• Text excerpt:
[FFmpeg-devel] [PATCH] Update HDR10+ metadata structure.

Mohammad Izadi moh.izadi at gmail.com
Mon Feb 10 21:38:16 EET 2020


On Sun, Feb 9, 2020 at 8:31 AM Mark Thompson <sw at jkqxz.net> wrote:

> On 07/02/2020 17:46, Mohammad Izadi wrote:
> > From: Mohammad Izadi <izadi at google.com>
> >
> > Trying to read HDR10+ metadata from HEVC/SEI and pass it to packet side
> data in the follow-up CLs.
> > ---
> >  libavutil/hdr_dynamic_metadata.c | 165 +++++++++++++++++++++++++++++++
> >  libavutil/hdr_dynamic_metadata.h |  12 ++-
> >  libavutil/version.h              |   2 +-
> >  3 files changed, 177 insertions(+), 2 deletions(-)
> >
> > diff --git a/libavutil/hdr_dynamic_metadata.c
> b/libavutil/hdr_dynamic_metadata.c
> > index 0fa1ee82de..a988bcd2d5 100644
> > --- a/libavutil/hdr_dynamic_metadata.c
> > +++ b/libavutil/hdr_dynamic_metadata.c
> > @@ -19,8 +19,17 @@
> >   */
> >
> >  #include "hdr_dynamic_metadata.h"
> > +#include "libavcodec/get_bits.h"
> >  #include "mem.h"
> >
> > +static const int64_t luminance_den = 1;
>
> The int64_t looks very shady - am I missing some special integer promotion
> behaviour here?  (Note that AVRational num/den are int.)
>
Done.

>
> > +static const int32_t peak_luminance_den = 15;
> > +static const int64_t rgb_den = 100000;
> > +static const int32_t fraction_pixel_den = 1000;
> > +static const int32_t knee_point_den = 4095;
> > +static const int32_t bezier_anchor_den = 1023;
> > +static const int32_t saturation_weight_den = 8;
>
> It would probably be clearer just to put these constants inline; there
> isn't really any use to having the values standalone.
>
You are right. Actually, I am going to push the encode function in my next
CL and the static vars will be shared between both encode and decode
function.

>
> > +
> >  AVDynamicHDRPlus *av_dynamic_hdr_plus_alloc(size_t *size)

• Dataset content:
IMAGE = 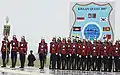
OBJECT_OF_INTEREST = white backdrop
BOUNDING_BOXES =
[0,0,120,52]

• To-do list:
a: In the HDR10+ patch review, why does the patch author keep the denominator constants as separate static values instead of putting them inline?
b: Rewrite the HDR10+ patch review's text starting at "[FFmpeg-devel] [PATCH] Update" and ending at "the follow-up CLs.", changing "packet" to "frame".
c: Write what comes next in the HDR10+ patch review, picking up after its last line.

• Per-task outputs:
a: The author plans to push an encode function in the next change. These static values will then be shared by the encode and decode functions, so it makes sense to keep them standalone.

b:
[FFmpeg-devel] [PATCH] Update HDR10+ metadata structure.

Mohammad Izadi moh.izadi at gmail.com
Mon Feb 10 21:38:16 EET 2020


On Sun, Feb 9, 2020 at 8:31 AM Mark Thompson <sw at jkqxz.net> wrote:

> On 07/02/2020 17:46, Mohammad Izadi wrote:
> > From: Mohammad Izadi <izadi at google.com>
> >
> > Trying to read HDR10+ metadata from HEVC/SEI and pass it to frame side
> data in the follow-up CLs.

c:
> >  {
> >      AVDynamicHDRPlus *hdr_plus = av_mallocz(sizeof(AVDynamicHDRPlus));
> > @@ -45,3 +54,159 @@ AVDynamicHDRPlus
> *av_dynamic_hdr_plus_create_side_data(AVFrame *frame)
> >
> >      return (AVDynamicHDRPlus *)side_data->data;
> >  }
> > +
> > +int av_dynamic_hdr_plus_decode(const uint8_t *data, size_t size,
> > +                            AVDynamicHDRPlus *s)
>
> Why is this function being added to libavutil?  It looks like it's meant
> for decoding UDR SEI messages only, so it should probably be in the
> relevant place in libavcodec.
>
I have used this function in my local code to decode HDR10+ of SEI message
(libavcodec) and also HDR10+ in matroska container (ibavformat). I will
push them in my next CLs.

>
> > +{
> > +    int w, i, j;
> > +    GetBitContext gb;
> > +    if (!data)
> > +        return AVERROR_INVALIDDATA;
> > +
> > +    int ret = init_get_bits8(&gb, data, size);
> > +    if (ret < 0)
> > +        return AVERROR_INVALIDDATA;
> > +
> > +    if (get_bits_left(&gb) < 2)
> > +        return AVERROR_INVALIDDATA;
> > +    s->num_windows = get_bits(&gb, 2);
> > +
> > +    if (s->num_windows < 1 || s->num_windows > 3)
> > +        return AVERROR_INVALIDDATA;
> > +
> > +    if (get_bits_left(&gb) < ((19 * 8 + 1) * (s->num_windows - 1)))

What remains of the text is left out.